Problem ->
Your output should be the line with "Mark the man" and all following lines of the data below, through the end, repeated exactly.

Stored data entries:
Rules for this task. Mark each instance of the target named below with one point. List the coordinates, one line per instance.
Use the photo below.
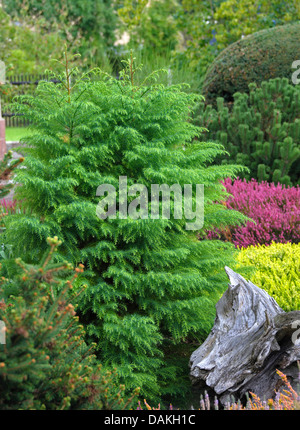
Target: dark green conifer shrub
(44, 360)
(150, 282)
(261, 130)
(264, 55)
(7, 167)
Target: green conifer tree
(151, 282)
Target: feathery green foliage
(264, 55)
(44, 361)
(150, 282)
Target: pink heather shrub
(274, 208)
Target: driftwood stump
(251, 338)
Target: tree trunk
(251, 338)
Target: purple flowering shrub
(275, 210)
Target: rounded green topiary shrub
(259, 57)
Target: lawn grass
(15, 133)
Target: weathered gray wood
(251, 338)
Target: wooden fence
(20, 84)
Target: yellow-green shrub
(276, 269)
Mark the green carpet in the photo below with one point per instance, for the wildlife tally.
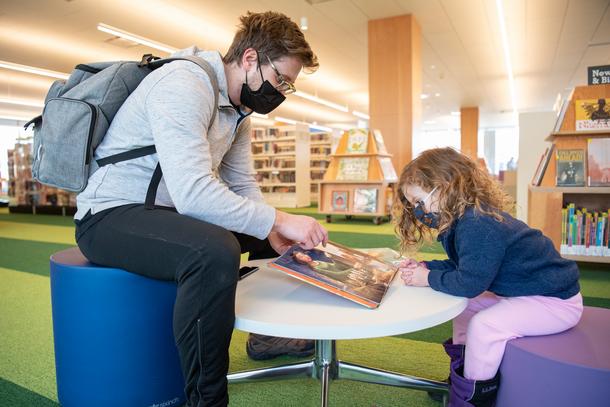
(27, 373)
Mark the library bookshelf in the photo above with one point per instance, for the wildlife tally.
(546, 201)
(280, 156)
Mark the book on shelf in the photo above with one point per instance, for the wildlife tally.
(352, 274)
(353, 169)
(389, 174)
(357, 141)
(365, 200)
(379, 141)
(543, 165)
(339, 201)
(592, 114)
(562, 112)
(584, 232)
(570, 168)
(598, 168)
(536, 178)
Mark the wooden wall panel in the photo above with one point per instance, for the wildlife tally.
(395, 81)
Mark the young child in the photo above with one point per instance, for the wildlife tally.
(517, 283)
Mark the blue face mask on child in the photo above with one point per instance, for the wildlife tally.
(430, 219)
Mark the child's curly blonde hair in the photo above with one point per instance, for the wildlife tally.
(460, 183)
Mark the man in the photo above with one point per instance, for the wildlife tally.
(208, 208)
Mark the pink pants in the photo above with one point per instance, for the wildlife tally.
(489, 321)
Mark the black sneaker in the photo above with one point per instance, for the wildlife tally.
(263, 347)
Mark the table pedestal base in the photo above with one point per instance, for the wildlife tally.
(326, 367)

Answer to this problem ->
Mark the man in the photo above with one point per instance, for the wildlife tally.
(208, 208)
Mark the pink pants in the photo above with one point per instance, for the wildlife tally.
(489, 321)
Mark the black sneaker in the photo above with one point per instance, for the wildlife tally.
(263, 347)
Mark the table pedestal base in the photo above with one point per instance, for the wildlife tally.
(326, 367)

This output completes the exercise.